-- Opening Marker --

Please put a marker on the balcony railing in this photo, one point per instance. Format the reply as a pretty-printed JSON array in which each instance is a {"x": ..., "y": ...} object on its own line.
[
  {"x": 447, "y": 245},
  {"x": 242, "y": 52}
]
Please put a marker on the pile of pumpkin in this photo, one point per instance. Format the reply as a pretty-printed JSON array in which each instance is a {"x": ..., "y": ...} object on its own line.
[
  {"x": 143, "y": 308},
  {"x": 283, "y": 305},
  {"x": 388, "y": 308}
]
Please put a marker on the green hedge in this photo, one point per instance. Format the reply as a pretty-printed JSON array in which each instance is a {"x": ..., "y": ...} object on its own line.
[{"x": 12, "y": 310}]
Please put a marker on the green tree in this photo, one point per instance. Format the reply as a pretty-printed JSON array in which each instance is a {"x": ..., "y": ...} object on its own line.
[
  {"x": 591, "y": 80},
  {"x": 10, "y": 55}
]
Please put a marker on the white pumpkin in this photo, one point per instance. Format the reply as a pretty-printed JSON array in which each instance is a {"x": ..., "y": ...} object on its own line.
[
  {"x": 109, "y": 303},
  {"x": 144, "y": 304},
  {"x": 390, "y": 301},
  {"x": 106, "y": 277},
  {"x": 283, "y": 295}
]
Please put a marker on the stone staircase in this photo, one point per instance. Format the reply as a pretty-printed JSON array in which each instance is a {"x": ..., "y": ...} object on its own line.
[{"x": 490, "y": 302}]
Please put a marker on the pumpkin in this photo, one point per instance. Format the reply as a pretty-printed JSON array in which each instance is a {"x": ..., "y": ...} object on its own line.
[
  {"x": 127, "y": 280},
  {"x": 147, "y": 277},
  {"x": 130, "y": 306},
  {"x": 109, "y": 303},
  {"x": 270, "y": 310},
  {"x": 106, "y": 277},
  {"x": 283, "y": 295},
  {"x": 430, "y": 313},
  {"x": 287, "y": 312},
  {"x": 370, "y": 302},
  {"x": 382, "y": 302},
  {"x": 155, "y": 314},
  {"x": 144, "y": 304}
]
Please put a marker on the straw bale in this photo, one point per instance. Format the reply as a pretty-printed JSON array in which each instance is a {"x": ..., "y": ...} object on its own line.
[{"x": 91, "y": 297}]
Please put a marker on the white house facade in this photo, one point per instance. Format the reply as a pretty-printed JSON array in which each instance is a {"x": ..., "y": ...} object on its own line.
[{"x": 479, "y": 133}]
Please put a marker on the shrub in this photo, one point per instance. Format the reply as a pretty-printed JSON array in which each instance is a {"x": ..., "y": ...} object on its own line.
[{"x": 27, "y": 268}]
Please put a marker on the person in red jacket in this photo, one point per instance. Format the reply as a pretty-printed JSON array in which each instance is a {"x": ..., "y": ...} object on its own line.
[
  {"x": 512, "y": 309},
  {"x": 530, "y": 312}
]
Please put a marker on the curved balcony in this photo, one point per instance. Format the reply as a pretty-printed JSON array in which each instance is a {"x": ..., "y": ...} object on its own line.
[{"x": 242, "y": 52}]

-- Closing Marker --

Instructions to follow: Give back each record above exactly as written.

Response box:
Please put a marker on the balcony railing in this photo, one point per instance. Format the reply as a pretty-printed JSON array in which each instance is a {"x": ..., "y": ...} object on its own line.
[
  {"x": 447, "y": 245},
  {"x": 242, "y": 52}
]
Please put a marker on the pile of pumpkin in this photo, one point per instance. Format the reply as a pretty-printed JSON array in which each instance is a {"x": ..., "y": ...} object on its own line.
[
  {"x": 143, "y": 308},
  {"x": 283, "y": 305},
  {"x": 388, "y": 308}
]
Please put a marker on the green hedge in this photo, one point per instance. Format the reply as a pretty-printed JSON array in which each instance is a {"x": ..., "y": ...} object on its own line.
[{"x": 12, "y": 310}]
Please put a marker on the green tree in this photo, one point per instance. Format the reply as a pretty-printed JSON array in which each instance is a {"x": ..., "y": ...} object on its own line.
[
  {"x": 591, "y": 80},
  {"x": 10, "y": 55}
]
Please put a marker on the white pumpkin in this photo, one point per instance. Format the reply as a pretty-printed JSON array in which each instance is a {"x": ..., "y": ...} object on its own line.
[
  {"x": 109, "y": 303},
  {"x": 144, "y": 304},
  {"x": 390, "y": 301},
  {"x": 106, "y": 277},
  {"x": 283, "y": 295}
]
Please put a marker on the stone staircase in this photo, one point per instance. Format the reply as a pretty-printed JSON array in which each instance is a {"x": ..., "y": ...} object on its own line.
[{"x": 490, "y": 302}]
Please put a marker on the pumpkin in this photo, one point per instance. Format the reply as a pretty-printed JSON array in which each instance is a {"x": ..., "y": ...} object on its own line.
[
  {"x": 127, "y": 280},
  {"x": 147, "y": 277},
  {"x": 130, "y": 306},
  {"x": 109, "y": 303},
  {"x": 270, "y": 310},
  {"x": 106, "y": 277},
  {"x": 283, "y": 295},
  {"x": 430, "y": 313},
  {"x": 287, "y": 312},
  {"x": 370, "y": 302},
  {"x": 382, "y": 302},
  {"x": 155, "y": 314},
  {"x": 144, "y": 304}
]
Please put a marker on the straw bale in this photo, one point per instance. Format the reply as a pretty-printed JSON array in which each instance is a {"x": ..., "y": ...} object on its own line.
[{"x": 91, "y": 297}]
Please put a marker on the white house facade in this photo, one point per instance. Format the reply as a pretty-printed JSON array in which each instance is a {"x": ..., "y": ...} object on its own line.
[{"x": 479, "y": 133}]
Please put a marker on the shrub in this photo, one point per instance. Format the reply as a pretty-printed JSON array in which each instance is a {"x": ..., "y": ...} object on its own line.
[{"x": 27, "y": 268}]
Please put a marker on the person in red jacket in this photo, one point per instance. Format the reply as a pretty-printed JSON array in which each instance is a {"x": ..., "y": ...} object on its own line.
[
  {"x": 512, "y": 309},
  {"x": 530, "y": 312}
]
Please put a marker on the curved balcony in this photo, one point per instance. Format the reply as a pretty-printed JSON array in which each instance is a {"x": ..., "y": ...} object on its own line.
[{"x": 242, "y": 52}]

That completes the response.